§ TASK GOAL
In the listing that follows, give every line again exactly and omit the pictures.

● ● ●

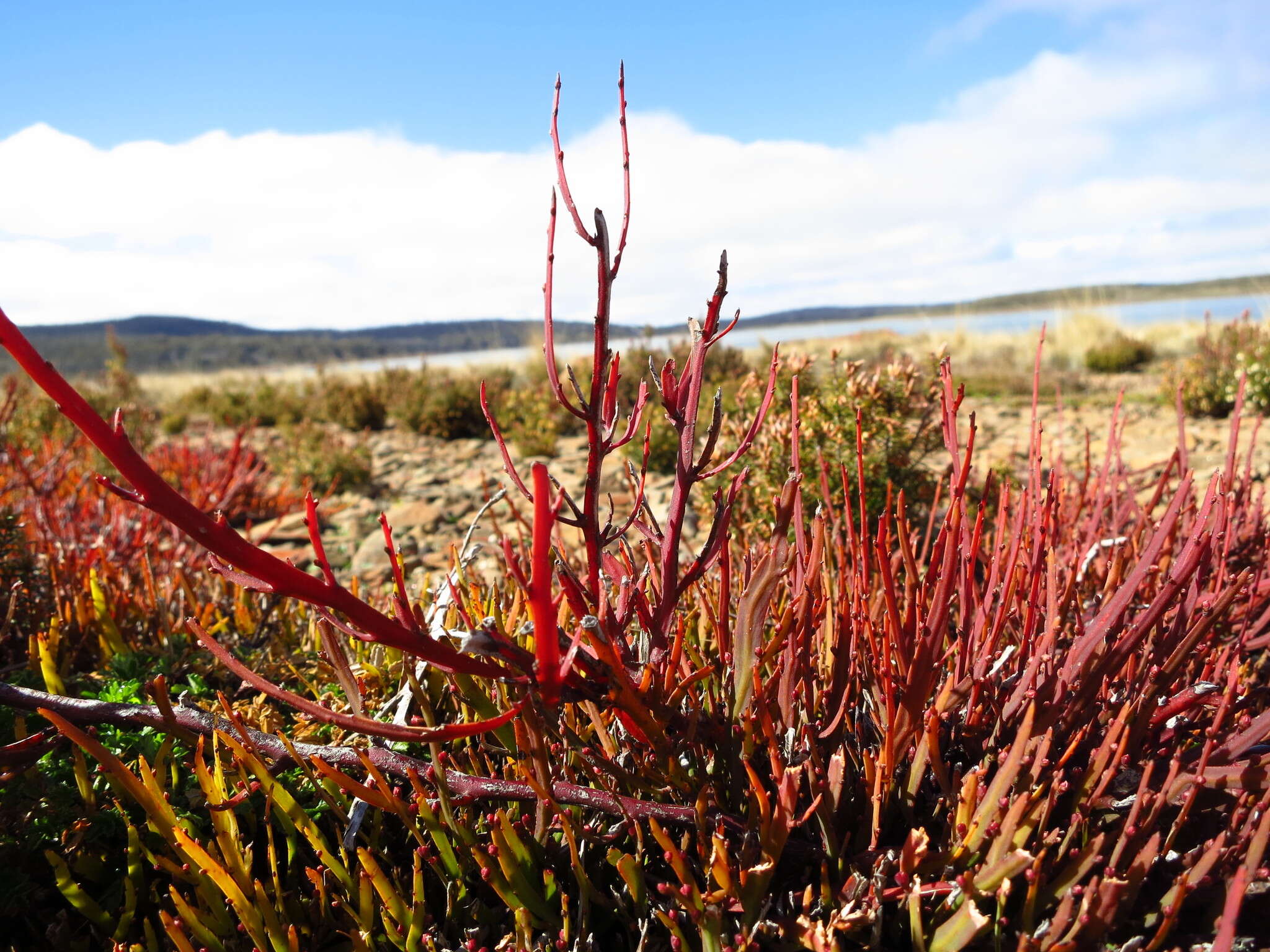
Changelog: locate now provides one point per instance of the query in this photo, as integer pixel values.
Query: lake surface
(1222, 309)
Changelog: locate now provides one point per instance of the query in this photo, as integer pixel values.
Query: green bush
(446, 408)
(311, 456)
(353, 404)
(173, 425)
(1121, 355)
(1209, 379)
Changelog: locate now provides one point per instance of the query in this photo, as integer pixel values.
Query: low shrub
(447, 408)
(1038, 724)
(309, 455)
(1121, 355)
(353, 404)
(1209, 379)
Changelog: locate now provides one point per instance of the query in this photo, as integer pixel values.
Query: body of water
(1222, 309)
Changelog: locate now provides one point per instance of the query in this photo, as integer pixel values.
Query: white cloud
(1078, 168)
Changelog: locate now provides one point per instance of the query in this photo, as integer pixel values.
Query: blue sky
(342, 165)
(477, 76)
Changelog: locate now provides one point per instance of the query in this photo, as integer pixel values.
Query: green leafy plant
(1208, 381)
(1121, 355)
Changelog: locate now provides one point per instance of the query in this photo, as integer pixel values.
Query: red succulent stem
(543, 611)
(151, 491)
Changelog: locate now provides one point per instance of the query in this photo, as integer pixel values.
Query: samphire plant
(1033, 721)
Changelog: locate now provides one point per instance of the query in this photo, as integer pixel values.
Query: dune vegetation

● ● ●

§ ANSWER AREA
Changelog: locate now provides one point per instance of the query in this photo, as integer pixel values.
Query: lake surface
(1222, 309)
Changelog: locate now provides one point per instance of the query in this photo, as integer pixel values.
Query: green bush
(446, 408)
(311, 456)
(353, 404)
(173, 425)
(1121, 355)
(1209, 379)
Changelog: locate now provides one point per instance of the query in this photo, as integer pixel values.
Query: low shrub
(447, 408)
(1038, 724)
(309, 455)
(1121, 355)
(353, 404)
(1209, 379)
Changelog: locate now provides one point per instance of the query in this photo, as integer pixel values.
Query: body of water
(1222, 309)
Changelog: locate now provides one point per instance of the query in this photo, as integer pixel values.
Query: white cloud
(1078, 168)
Changelog: locate now provides one point per instance of the query in this photo, as integer pixel values.
Query: blue sky
(342, 165)
(477, 76)
Changelog: locate now provides one point per instance of the query in this photo, as integer pixel values.
Query: green leafy plant
(1208, 381)
(1121, 355)
Changelog: locate now provides one point per instance of the query in this photo, as integer pixel values.
Query: red succulent stem
(543, 611)
(151, 491)
Changelog: locate now provides one point per instance of the query in this photo, as integer pixel values.
Query: samphire plant
(1033, 721)
Changelog: locate now provides one point per instance of the query in this photo, as integer pixel values.
Query: dune vegetation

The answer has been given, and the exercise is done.